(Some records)
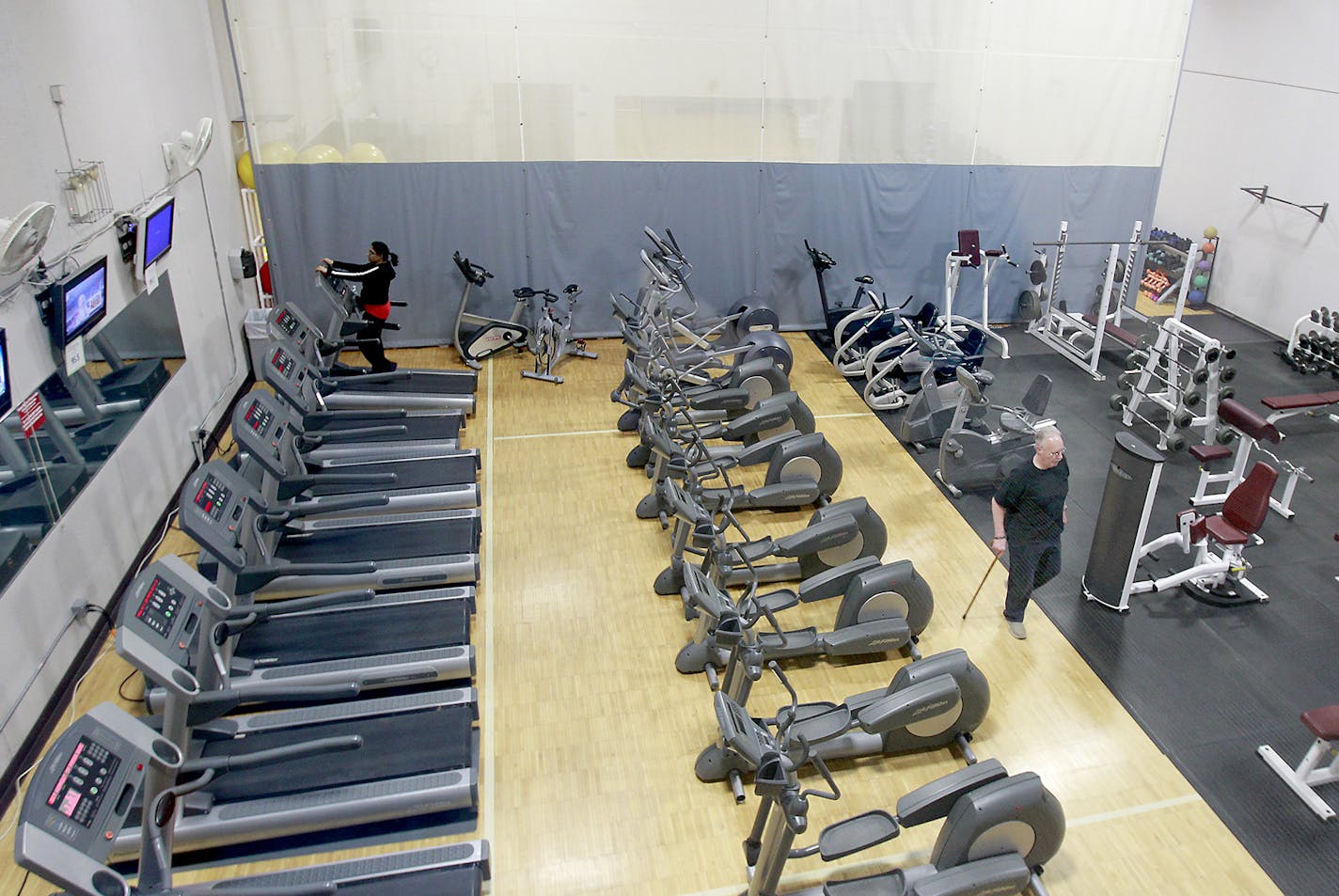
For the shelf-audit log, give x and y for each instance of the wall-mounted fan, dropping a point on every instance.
(22, 237)
(185, 153)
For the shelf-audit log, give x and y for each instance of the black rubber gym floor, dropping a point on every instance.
(1208, 684)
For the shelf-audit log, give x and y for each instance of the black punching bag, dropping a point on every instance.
(1131, 482)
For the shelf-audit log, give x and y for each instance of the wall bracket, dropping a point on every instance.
(1263, 193)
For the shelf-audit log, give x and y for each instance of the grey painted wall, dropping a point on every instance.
(741, 224)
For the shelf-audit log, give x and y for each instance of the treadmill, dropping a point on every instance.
(404, 387)
(306, 769)
(272, 437)
(82, 794)
(249, 546)
(344, 321)
(400, 432)
(346, 637)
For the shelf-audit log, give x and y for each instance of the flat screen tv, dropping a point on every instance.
(79, 303)
(6, 393)
(153, 237)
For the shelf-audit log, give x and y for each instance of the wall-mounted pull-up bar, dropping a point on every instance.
(1263, 193)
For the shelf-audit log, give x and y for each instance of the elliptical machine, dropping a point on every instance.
(489, 335)
(998, 832)
(550, 335)
(976, 454)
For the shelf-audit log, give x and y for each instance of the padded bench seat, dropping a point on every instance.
(1300, 401)
(1323, 722)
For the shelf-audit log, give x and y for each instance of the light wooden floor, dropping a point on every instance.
(590, 735)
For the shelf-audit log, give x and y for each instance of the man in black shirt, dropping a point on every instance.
(1030, 513)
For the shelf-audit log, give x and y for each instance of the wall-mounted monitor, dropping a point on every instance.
(6, 393)
(153, 239)
(79, 303)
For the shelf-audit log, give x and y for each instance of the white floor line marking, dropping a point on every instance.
(921, 856)
(1134, 810)
(837, 417)
(488, 750)
(550, 435)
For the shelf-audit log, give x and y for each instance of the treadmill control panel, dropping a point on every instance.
(283, 362)
(160, 605)
(82, 791)
(84, 784)
(286, 322)
(212, 497)
(265, 432)
(214, 511)
(259, 417)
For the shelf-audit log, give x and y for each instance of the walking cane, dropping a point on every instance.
(995, 560)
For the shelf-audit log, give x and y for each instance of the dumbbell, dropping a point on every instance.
(1121, 402)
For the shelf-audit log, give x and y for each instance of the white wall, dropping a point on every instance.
(1259, 104)
(134, 74)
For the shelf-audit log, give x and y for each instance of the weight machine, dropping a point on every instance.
(1074, 335)
(969, 255)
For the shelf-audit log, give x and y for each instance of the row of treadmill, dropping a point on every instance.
(709, 400)
(308, 678)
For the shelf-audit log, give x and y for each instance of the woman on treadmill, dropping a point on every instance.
(374, 299)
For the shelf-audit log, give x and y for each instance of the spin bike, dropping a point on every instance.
(550, 337)
(489, 335)
(976, 454)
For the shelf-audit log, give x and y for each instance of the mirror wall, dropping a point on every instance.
(86, 416)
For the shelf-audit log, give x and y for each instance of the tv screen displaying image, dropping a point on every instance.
(158, 232)
(6, 397)
(84, 300)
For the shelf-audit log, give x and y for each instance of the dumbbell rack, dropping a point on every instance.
(1185, 385)
(1317, 324)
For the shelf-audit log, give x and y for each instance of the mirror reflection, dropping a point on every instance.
(50, 448)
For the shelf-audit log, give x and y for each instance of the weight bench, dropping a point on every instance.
(1252, 432)
(1323, 722)
(1118, 334)
(1308, 403)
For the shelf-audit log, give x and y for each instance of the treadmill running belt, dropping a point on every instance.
(433, 426)
(394, 747)
(356, 631)
(394, 542)
(410, 474)
(425, 384)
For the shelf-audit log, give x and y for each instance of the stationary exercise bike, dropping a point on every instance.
(550, 334)
(978, 454)
(489, 335)
(881, 608)
(998, 830)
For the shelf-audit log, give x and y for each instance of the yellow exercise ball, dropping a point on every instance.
(275, 153)
(244, 172)
(365, 153)
(318, 154)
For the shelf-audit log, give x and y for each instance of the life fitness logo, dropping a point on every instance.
(31, 416)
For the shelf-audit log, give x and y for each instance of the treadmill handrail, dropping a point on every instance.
(280, 514)
(311, 441)
(233, 762)
(297, 605)
(252, 579)
(208, 706)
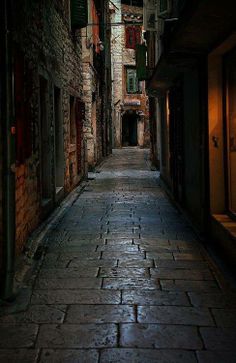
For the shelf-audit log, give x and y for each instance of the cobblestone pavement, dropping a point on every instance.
(123, 280)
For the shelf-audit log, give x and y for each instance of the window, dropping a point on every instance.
(132, 84)
(78, 14)
(23, 91)
(59, 141)
(132, 36)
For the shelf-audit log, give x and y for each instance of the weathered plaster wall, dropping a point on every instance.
(43, 34)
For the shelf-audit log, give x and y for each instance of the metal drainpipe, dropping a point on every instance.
(8, 141)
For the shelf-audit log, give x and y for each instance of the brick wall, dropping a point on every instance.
(51, 51)
(122, 57)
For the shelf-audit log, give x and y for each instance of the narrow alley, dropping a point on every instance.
(123, 279)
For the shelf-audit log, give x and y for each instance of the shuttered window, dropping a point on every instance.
(23, 92)
(132, 84)
(79, 14)
(132, 36)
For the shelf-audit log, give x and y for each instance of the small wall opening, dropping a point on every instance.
(129, 129)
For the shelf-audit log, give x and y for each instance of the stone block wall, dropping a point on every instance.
(52, 51)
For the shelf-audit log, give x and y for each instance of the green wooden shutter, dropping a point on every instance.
(132, 82)
(79, 13)
(141, 50)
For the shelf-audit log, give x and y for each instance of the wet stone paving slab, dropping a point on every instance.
(123, 279)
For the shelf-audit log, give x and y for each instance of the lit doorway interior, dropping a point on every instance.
(230, 108)
(129, 129)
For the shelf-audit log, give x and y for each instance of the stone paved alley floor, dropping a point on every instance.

*Work to complete:* Format every line of the records above as a numbered list, omitting blank lines and leaving the pictures out.

*Final result:*
1. For the shelf-audit log, give x and y for each instance of the wall-mounted fan, dropping a point on every instance.
2. (22, 237)
3. (185, 153)
4. For the shelf-audit log, give x and y for each instance of the black rubber gym floor, dropping a point on every instance.
5. (1208, 684)
6. For the shelf-audit log, give x and y for each instance of the black punching bag, dropping a point on every instance.
7. (1131, 482)
8. For the shelf-audit log, give x and y for each instance of the wall bracket, dropping a point on every instance.
9. (1263, 193)
10. For the shelf-audit log, give x and y for each instance of the grey painted wall, dropping a point on every instance.
11. (741, 224)
12. For the shelf-audit log, give x and y for each instance of the treadmill, dropping a point on every instance.
13. (404, 387)
14. (306, 769)
15. (272, 437)
16. (82, 794)
17. (249, 546)
18. (344, 321)
19. (400, 432)
20. (346, 637)
21. For the shelf-audit log, give x and y for each instance of the flat screen tv, dropping a point on every instance.
22. (79, 303)
23. (6, 393)
24. (153, 237)
25. For the shelf-audit log, give x and y for each instance of the wall-mounted pull-up bar, dropping a point on every instance.
26. (1263, 193)
27. For the shelf-audit log, give x and y for each instance of the elliptical machine, dropping a point on every instance.
28. (489, 335)
29. (998, 832)
30. (550, 335)
31. (976, 454)
32. For the shelf-audit log, give x and y for each instance of the padded bench seat, dropping a point on every instance.
33. (1300, 401)
34. (1323, 722)
35. For the shelf-audit log, give x and y for each instance of the light wooden floor, dropping a point on every instance.
36. (590, 735)
37. For the shelf-audit log, give x and y for each instance of the man in black shirt, dropping a point on every instance.
38. (1030, 513)
39. For the shelf-audit log, give x and y for each instance of the wall-mounted monitor, dropping a point on every instance.
40. (6, 393)
41. (153, 239)
42. (79, 303)
43. For the shelf-audit log, give x and y for each instance of the white floor line marking, dropping a point on every instance.
44. (921, 856)
45. (1134, 810)
46. (837, 417)
47. (488, 750)
48. (550, 435)
49. For the shelf-audit log, give x and y for each instance of the treadmill control panel, dropping a point on every instance.
50. (283, 362)
51. (160, 605)
52. (82, 791)
53. (84, 784)
54. (286, 322)
55. (212, 497)
56. (265, 432)
57. (214, 511)
58. (259, 417)
59. For the shelf-audit log, give x and y for each instance of the walking cane, dropping a point on every instance.
60. (995, 560)
61. For the shelf-audit log, give x and y for each instance of the dumbbell, dropping a point on every instance.
62. (1121, 402)
63. For the shelf-audit log, give x and y for each instance of the white wall, dropping a point on every instance.
64. (1259, 104)
65. (134, 74)
66. For the shelf-audit log, give x and y for each instance of the weight machine, dropping a point on every instance.
67. (1074, 335)
68. (969, 255)
69. For the shelf-audit log, give x and y for each instance of the row of treadmill, dropping a point on every instance.
70. (709, 400)
71. (308, 678)
72. For the shelf-audit log, give x and y for each instance of the woman on treadmill, dropping a point on every instance.
73. (374, 299)
74. For the shelf-audit log, give x and y for each instance of the spin bike, dropping a point on every instance.
75. (550, 337)
76. (489, 335)
77. (976, 454)
78. For the shelf-audit log, give x and y for each instance of the mirror wall, dropping a point on every instance.
79. (86, 416)
80. For the shelf-audit log, give x and y for each instance of the tv screen displaying image, dropping a point on every instance.
81. (158, 232)
82. (6, 397)
83. (84, 300)
84. For the shelf-audit log, give x and y for each instance of the dumbbell rack, dropping a point on every instance.
85. (1185, 385)
86. (1317, 324)
87. For the shelf-audit log, give x and y for each instance of the mirror reflection, dropping a point on every instance.
88. (50, 448)
89. For the shelf-audit log, give x and y for each instance of the weight bench, dropping a point on every instance.
90. (1252, 432)
91. (1323, 722)
92. (1118, 334)
93. (1308, 403)
94. For the shelf-audit log, give x and y for each instance of the treadmill running belt, dropping a point on every instance.
95. (433, 426)
96. (394, 747)
97. (356, 631)
98. (394, 542)
99. (410, 474)
100. (425, 384)
101. For the shelf-audit log, give x and y for each instance of the stationary exercise bike, dropping a point on every instance.
102. (550, 334)
103. (978, 454)
104. (489, 335)
105. (881, 608)
106. (998, 830)
107. For the shelf-audit log, give x and y for each instance of the yellow exercise ball, dropping a point on every instance.
108. (275, 153)
109. (244, 172)
110. (365, 153)
111. (318, 154)
112. For the shelf-audit log, give x and y for each instance of the life fitness logo, dropping a point on every instance.
113. (31, 416)
114. For the shelf-audit log, give x and y for each instance of the treadmill handrail, dropping a point on every instance.
115. (280, 514)
116. (311, 441)
117. (233, 762)
118. (297, 605)
119. (252, 579)
120. (208, 706)
121. For the shelf-audit log, give x and y for each instance of the cobblestone pavement, dropping a point on every instance.
122. (123, 280)
123. For the shelf-audit log, give x and y for each instance of the window, dropping a point on every instance.
124. (132, 84)
125. (78, 14)
126. (23, 91)
127. (59, 141)
128. (132, 36)
129. For the shelf-audit log, give x and y for each instance of the weathered plaster wall, dropping a point on every instance.
130. (43, 34)
131. For the shelf-audit log, give x and y for each instance of the metal drainpipe, dropping a point on every instance.
132. (8, 141)
133. For the shelf-audit log, give x and y for each instance of the brick wall, dropping a point on every instance.
134. (51, 51)
135. (122, 57)
136. For the shelf-audit log, give x and y for each instance of the narrow alley, dropping a point on every instance.
137. (123, 279)
138. For the shelf-audit log, give x and y for each instance of the shuttered window, dropping a point on every instance.
139. (23, 92)
140. (132, 84)
141. (79, 14)
142. (132, 36)
143. For the shelf-audit log, give x and y for each instance of the small wall opening, dropping a point on every instance.
144. (129, 129)
145. For the shelf-audit log, give x and y for each instance of the stone block wall, dropping a point on every instance.
146. (52, 51)
147. For the shelf-audit log, give x and y for each instance of the green wooden shutter, dropping a point on every instance.
148. (132, 82)
149. (79, 13)
150. (141, 50)
151. For the shelf-audit log, give x and y for each instance of the wet stone paving slab, dropping a point on every instance.
152. (123, 279)
153. For the shelf-audit log, give x and y for each instance of the lit doorway interior, dropping a point on every instance.
154. (230, 108)
155. (129, 129)
156. For the shelf-audit log, give x and y for each instance of the stone paved alley floor, dropping a point on every instance.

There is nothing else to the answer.